* WHAT IS BEING ASKED
All of the data should be output character for character, except the pictures.

* PROVIDED INFORMATION
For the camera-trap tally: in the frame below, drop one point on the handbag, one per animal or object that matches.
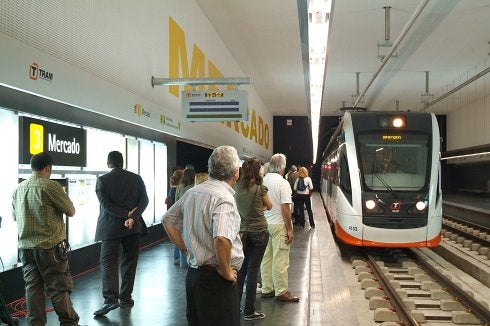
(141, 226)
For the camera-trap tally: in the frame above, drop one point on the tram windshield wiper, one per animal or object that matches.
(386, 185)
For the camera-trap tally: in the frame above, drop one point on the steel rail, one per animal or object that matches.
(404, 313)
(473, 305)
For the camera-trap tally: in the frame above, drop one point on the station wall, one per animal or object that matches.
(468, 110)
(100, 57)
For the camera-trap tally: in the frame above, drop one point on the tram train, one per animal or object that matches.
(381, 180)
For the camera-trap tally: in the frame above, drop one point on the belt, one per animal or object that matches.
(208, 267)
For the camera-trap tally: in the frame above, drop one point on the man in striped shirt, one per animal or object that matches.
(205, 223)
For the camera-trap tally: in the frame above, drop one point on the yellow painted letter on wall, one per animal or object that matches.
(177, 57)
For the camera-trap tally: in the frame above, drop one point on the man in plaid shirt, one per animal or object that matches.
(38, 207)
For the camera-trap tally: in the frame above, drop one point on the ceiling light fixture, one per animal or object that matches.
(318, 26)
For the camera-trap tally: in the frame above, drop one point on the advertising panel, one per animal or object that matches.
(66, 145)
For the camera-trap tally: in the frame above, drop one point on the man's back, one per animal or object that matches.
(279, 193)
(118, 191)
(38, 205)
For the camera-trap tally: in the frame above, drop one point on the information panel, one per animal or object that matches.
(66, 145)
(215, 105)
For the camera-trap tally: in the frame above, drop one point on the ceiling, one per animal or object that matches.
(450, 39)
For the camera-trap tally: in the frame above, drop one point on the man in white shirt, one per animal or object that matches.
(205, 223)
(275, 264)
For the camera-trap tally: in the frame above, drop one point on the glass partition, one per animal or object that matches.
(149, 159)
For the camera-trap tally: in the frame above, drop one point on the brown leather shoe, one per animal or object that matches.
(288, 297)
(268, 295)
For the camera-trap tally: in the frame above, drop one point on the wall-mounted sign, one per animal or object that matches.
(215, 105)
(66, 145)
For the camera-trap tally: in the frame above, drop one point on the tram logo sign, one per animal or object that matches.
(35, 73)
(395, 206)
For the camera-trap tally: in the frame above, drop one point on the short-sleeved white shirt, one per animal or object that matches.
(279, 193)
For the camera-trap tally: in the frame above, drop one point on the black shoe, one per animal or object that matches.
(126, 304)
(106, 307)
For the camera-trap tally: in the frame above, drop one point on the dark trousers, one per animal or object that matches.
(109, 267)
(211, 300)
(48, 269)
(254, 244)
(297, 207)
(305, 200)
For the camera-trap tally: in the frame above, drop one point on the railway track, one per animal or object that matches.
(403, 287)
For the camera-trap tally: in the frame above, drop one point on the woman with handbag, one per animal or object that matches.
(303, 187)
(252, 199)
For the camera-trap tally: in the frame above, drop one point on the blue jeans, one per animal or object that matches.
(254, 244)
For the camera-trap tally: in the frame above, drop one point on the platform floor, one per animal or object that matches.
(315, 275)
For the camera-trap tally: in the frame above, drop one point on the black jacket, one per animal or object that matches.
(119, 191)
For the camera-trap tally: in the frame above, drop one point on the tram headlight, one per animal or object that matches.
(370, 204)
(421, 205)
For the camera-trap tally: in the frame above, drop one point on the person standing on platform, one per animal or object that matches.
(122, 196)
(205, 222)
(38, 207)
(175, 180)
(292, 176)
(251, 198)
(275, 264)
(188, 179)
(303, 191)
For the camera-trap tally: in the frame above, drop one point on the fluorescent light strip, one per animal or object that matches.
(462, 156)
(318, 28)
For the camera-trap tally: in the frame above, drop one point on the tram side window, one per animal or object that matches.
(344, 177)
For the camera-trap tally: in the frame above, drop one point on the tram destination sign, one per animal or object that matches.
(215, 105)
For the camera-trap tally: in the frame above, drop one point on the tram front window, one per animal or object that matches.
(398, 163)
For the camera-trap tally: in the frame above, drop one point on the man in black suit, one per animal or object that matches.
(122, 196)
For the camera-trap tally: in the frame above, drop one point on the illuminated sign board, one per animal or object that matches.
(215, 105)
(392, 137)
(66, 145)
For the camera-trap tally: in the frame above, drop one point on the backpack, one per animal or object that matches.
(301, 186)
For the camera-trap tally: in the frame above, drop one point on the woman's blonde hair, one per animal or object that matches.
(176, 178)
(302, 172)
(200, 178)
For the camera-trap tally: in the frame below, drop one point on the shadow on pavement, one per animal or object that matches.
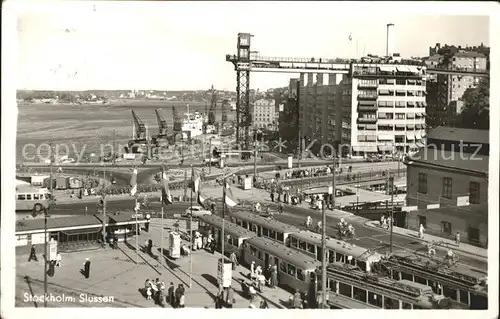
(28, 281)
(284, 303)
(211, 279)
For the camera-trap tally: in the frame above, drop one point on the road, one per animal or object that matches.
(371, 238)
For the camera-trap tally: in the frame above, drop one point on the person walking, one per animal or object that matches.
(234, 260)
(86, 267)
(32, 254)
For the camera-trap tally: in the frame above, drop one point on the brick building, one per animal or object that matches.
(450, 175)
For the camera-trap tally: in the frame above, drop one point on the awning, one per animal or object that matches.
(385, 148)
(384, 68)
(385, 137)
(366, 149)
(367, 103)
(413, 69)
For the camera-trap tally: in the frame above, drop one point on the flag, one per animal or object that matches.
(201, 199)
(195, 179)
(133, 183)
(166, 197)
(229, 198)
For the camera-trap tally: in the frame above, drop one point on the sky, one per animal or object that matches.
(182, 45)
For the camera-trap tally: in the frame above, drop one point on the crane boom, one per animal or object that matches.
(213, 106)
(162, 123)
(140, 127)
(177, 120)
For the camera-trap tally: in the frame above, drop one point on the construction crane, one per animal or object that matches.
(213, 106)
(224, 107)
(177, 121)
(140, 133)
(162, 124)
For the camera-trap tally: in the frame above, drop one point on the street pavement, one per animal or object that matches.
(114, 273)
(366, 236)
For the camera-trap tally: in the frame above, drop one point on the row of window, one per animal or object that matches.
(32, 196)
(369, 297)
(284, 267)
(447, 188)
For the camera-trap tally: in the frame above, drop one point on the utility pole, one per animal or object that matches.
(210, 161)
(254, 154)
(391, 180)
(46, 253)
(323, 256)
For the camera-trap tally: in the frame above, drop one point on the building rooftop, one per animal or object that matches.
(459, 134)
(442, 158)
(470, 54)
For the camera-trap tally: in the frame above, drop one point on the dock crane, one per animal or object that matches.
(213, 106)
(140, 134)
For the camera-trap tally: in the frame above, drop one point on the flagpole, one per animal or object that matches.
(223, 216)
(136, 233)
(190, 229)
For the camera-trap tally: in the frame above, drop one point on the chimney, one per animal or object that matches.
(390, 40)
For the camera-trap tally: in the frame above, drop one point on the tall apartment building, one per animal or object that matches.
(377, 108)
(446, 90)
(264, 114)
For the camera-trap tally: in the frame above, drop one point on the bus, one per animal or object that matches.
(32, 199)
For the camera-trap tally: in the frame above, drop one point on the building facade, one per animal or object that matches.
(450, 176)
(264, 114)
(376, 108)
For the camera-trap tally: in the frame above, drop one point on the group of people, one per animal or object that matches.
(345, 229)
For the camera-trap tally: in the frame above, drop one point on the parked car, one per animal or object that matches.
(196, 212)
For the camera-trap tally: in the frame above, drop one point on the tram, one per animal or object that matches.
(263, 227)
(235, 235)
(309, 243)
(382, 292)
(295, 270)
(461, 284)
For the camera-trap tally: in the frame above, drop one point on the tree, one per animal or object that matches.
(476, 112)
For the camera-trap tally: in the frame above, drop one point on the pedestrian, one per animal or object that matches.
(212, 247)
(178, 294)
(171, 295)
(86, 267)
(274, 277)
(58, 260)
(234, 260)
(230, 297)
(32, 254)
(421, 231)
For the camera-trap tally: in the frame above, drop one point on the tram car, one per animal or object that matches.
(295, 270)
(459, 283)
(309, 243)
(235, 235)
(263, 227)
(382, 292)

* YOUR SOLUTION
For the camera-trap tally: in the frame below, drop one point on the handbag, one per animal or object that matches.
(141, 226)
For the camera-trap tally: in the frame above, drop one point on the tram windshield wiper, one per animal or object that matches.
(386, 185)
For the camera-trap tally: in the frame above, drop one point on the steel rail, one per animal or object that matches.
(404, 313)
(473, 305)
For the camera-trap tally: in the frame above, drop one point on the station wall, one per animal or object that matches.
(468, 110)
(100, 57)
For the camera-trap tally: in the frame above, drop one point on the tram train, one per animal or object that matches.
(381, 180)
For the camera-trap tally: in the frame above, drop one point on the belt, one per animal or object that matches.
(208, 267)
For the camera-trap tally: in the frame above, drop one point on the man in striped shirt, one per animal or object that matches.
(205, 223)
For the camera-trap tally: in the frame above, drop one point on the yellow painted letter on wall, one per animal or object that matches.
(177, 57)
For the camera-trap tally: in the frame above, drop one point on the man in plaid shirt, one per animal or object that matches.
(38, 207)
For the camera-trap tally: in the frame above, drop one point on the ceiling light fixture, one per animal or object that matches.
(318, 26)
For the camera-trap tally: in the frame above, drop one point on the advertising panel, one per animal or object that matches.
(66, 145)
For the camera-trap tally: in the frame above, drop one point on the man's back, one per animal or object that matches.
(279, 193)
(118, 191)
(38, 205)
For the camera-trap tally: in the frame above, drop one point on the information panel, one per animal or object that matches.
(66, 145)
(215, 105)
For the camera-trap tally: in the frame above, drop one point on the ceiling, one per animal or object that matches.
(450, 39)
For the camera-trap tally: in the frame above, drop one point on the man in white shirt, one per animal or object that matches.
(205, 223)
(275, 264)
For the camera-trap tally: in the frame above, drop one point on the glass partition, one per animal or object that matches.
(149, 159)
For the camera-trap tally: in the frame above, drop one point on the brown leather shoe, one per animal or object that matches.
(288, 297)
(268, 295)
For the camera-trap tally: in the frame above, drop one point on the wall-mounted sign, one per animal or object that matches.
(215, 105)
(66, 145)
For the camera-trap tally: in the frame above, drop one point on the tram logo sign, one per animal or object that matches.
(35, 73)
(395, 206)
For the camera-trap tally: in the frame above, drop one point on the short-sleeved white shirt, one per animal or object that matches.
(279, 193)
For the camera-trap tally: in the frame above, drop one point on the black shoe, one per animal or object that matches.
(126, 304)
(106, 307)
For the camera-trap tally: in the frame above, drop one point on the dark trousers, one per animal or object that matches.
(109, 267)
(211, 300)
(48, 269)
(254, 244)
(297, 207)
(305, 200)
For the camera-trap tally: in the frame above, drop one point on the railway track, one per animal or object that matches.
(403, 287)
For the camera-trap tally: in the frame above, drop one point on the woman with handbag, one per animal or object that matches.
(303, 187)
(252, 199)
For the camera-trap tally: in the frame above, drop one point on the blue jeans, one per animal or object that matches.
(254, 244)
For the camera-trap tally: in the frame above, drop one point on the platform floor, one per animal or object that matches.
(315, 275)
For the camera-trap tally: in the frame above, drop one point on the black jacket, one per animal or object that matches.
(119, 191)
For the camera-trap tally: in the frame above, drop one point on the tram headlight, one per animal or object that matches.
(370, 204)
(421, 205)
For the camera-trap tally: in the frame above, drop one point on the person standing on platform, one per animal or object that matches.
(122, 196)
(205, 222)
(38, 207)
(175, 180)
(292, 176)
(251, 198)
(275, 264)
(188, 179)
(303, 191)
For the camera-trap tally: in the frame above, drop one point on the fluorescent light strip, one per animal or object that matches.
(462, 156)
(318, 28)
For the camera-trap tally: in the frame above, drop one point on the tram side window, one per animal or object that matches.
(344, 177)
For the camera-trap tally: in the frame above, drop one point on the tram destination sign, one per animal or object that matches.
(215, 105)
For the camera-trap tally: in the frame above, drop one point on the tram front window, one per animal or object that matches.
(398, 163)
For the camera-trap tally: in the frame above, drop one point on the man in black suit, one per animal or object that matches.
(122, 196)
For the camera-trap tally: in the frame above, drop one point on the illuminated sign board, one per animal or object that matches.
(215, 105)
(392, 137)
(66, 145)
For the camera-trap tally: in the frame above, drop one point on the backpack, one per animal or object that matches.
(301, 186)
For the camera-trap tally: in the frame above, drop one point on the woman's blonde hair, one per animal or object that matches.
(176, 178)
(302, 172)
(200, 178)
For the camera-trap tally: in the frame below, drop one point on the shadow on pavement, one per animal or object that matches.
(28, 281)
(284, 303)
(211, 279)
For the camera-trap tally: in the frame above, drop one point on the road, one per animal or object that matches.
(371, 238)
For the camera-trap tally: in the frame above, drop one point on the person walking, one per animal or object that matches.
(234, 260)
(86, 267)
(32, 254)
For the camera-trap tally: in the frame above, drop one point on the brick building, one per animal or object that matches.
(450, 175)
For the camera-trap tally: in the frame above, drop one point on the awning, one per animal or object that matches.
(385, 148)
(384, 68)
(385, 137)
(366, 149)
(367, 103)
(413, 69)
For the camera-trap tally: in the frame above, drop one point on the flag, one per animal or object that matches.
(201, 199)
(195, 179)
(133, 183)
(166, 197)
(229, 198)
For the camera-trap tally: in the frame above, drop one point on the sky, one per animal or object that matches.
(182, 45)
For the camera-trap tally: in the frame above, drop one point on the crane boom, one per animal or object that matches.
(213, 106)
(162, 123)
(140, 127)
(177, 120)
For the camera-trap tally: in the frame above, drop one point on the construction crane, one per animal or object that matches.
(213, 106)
(224, 107)
(177, 121)
(140, 133)
(162, 124)
For the camera-trap tally: in the frame above, drop one point on the street pavement, one per animal or object that matches.
(114, 273)
(366, 236)
For the camera-trap tally: in the frame above, drop one point on the row of window, one per animal or object that matches.
(32, 196)
(369, 297)
(284, 267)
(447, 188)
For the camera-trap tally: in the frame above, drop one point on the utility pole, one per animal or object that matches.
(210, 161)
(254, 154)
(391, 180)
(46, 253)
(323, 256)
For the camera-trap tally: in the frame above, drop one point on the building rooftop, one per animal or object that matches.
(459, 134)
(442, 158)
(470, 54)
For the camera-trap tally: in the frame above, drop one point on the dock crane, one per animal or object that matches.
(213, 106)
(140, 134)
For the camera-trap tally: in the frame above, drop one point on the flagpole, one per animal or object that matches.
(223, 216)
(136, 233)
(190, 229)
For the camera-trap tally: in the frame above, drop one point on the chimney, one per animal or object that matches.
(390, 40)
For the camera-trap tally: in the frame above, drop one point on the tall apartment building, one per animal or object that matches.
(377, 108)
(446, 90)
(264, 114)
For the camera-trap tally: in the frame above, drop one point on the bus, one per animal or object that matches.
(32, 199)
For the camera-trap tally: in the frame above, drop one point on the building facade, one per animal or object that matches.
(450, 176)
(264, 114)
(376, 108)
For the camera-trap tally: in the frame above, drop one point on the group of people, one per animal or object that matches.
(345, 229)
For the camera-trap tally: in the frame above, drop one point on the parked car, one per animal or object that matches.
(196, 212)
For the camera-trap tally: in the frame above, drop one point on the tram, one per animal or object that matches.
(263, 227)
(235, 235)
(309, 243)
(382, 292)
(295, 270)
(461, 284)
For the camera-trap tally: in the frame above, drop one point on the tree, one per animal or object that matches.
(476, 112)
For the camera-trap tally: in the frame above, drop one point on the pedestrian, one per animal or object that matches.
(212, 247)
(178, 294)
(171, 295)
(86, 267)
(274, 277)
(58, 260)
(234, 260)
(230, 297)
(32, 254)
(421, 231)
For the camera-trap tally: in the frame above, drop one point on the tram car, one per animal or object that matches.
(295, 270)
(459, 283)
(309, 243)
(235, 235)
(263, 227)
(382, 292)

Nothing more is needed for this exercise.